--- Saved entries ---
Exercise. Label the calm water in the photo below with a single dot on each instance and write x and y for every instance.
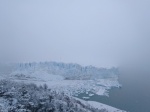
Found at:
(134, 96)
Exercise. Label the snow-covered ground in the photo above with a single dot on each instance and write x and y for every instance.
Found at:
(100, 106)
(72, 79)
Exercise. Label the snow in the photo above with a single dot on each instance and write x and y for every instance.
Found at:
(100, 106)
(71, 79)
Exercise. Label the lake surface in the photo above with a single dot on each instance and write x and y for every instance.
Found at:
(134, 96)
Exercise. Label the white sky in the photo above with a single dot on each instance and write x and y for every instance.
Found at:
(89, 32)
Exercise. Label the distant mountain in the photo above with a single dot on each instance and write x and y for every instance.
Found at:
(69, 71)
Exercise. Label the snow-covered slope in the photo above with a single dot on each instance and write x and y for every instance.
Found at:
(71, 79)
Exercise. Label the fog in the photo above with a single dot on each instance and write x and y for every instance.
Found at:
(102, 33)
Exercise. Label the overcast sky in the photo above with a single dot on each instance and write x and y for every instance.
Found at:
(89, 32)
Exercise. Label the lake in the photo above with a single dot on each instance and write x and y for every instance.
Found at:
(134, 96)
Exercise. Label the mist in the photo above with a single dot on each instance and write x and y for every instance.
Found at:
(100, 33)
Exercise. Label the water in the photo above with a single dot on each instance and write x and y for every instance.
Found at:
(134, 96)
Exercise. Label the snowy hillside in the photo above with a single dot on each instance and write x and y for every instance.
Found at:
(72, 79)
(69, 79)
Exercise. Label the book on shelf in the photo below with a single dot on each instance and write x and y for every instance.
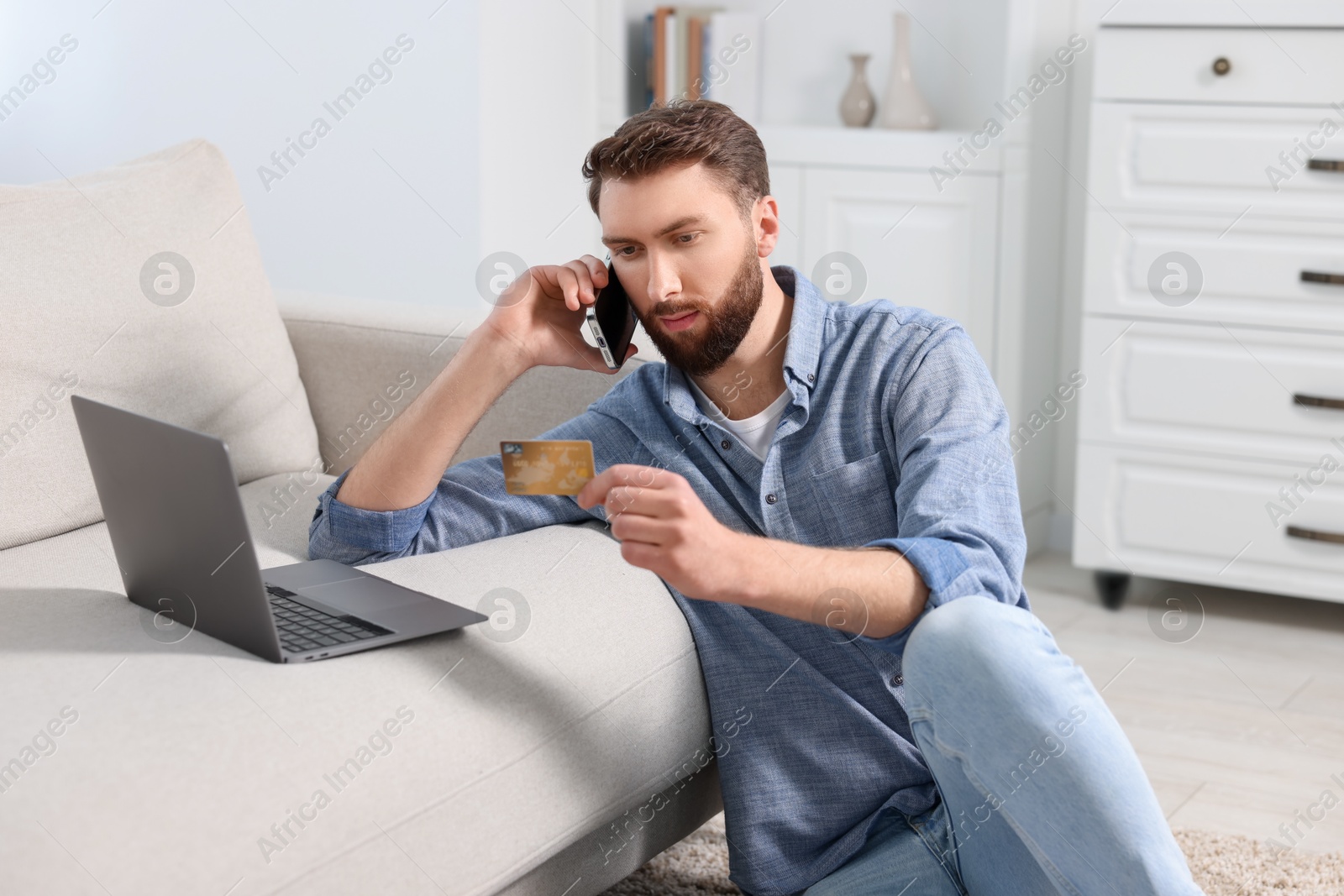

--- ACTIVITY ---
Identify each line in the records above that contains the word "covered", and copy it out in full.

--- OUTPUT FOR THIS TASK ---
Exercise. Label the snow-covered ground in the photo above with a single dot on each instance and write x and y for every instance.
Exercise. Label the snow-covered slope in the photo above with a single dot on each instance and write x and y for every instance.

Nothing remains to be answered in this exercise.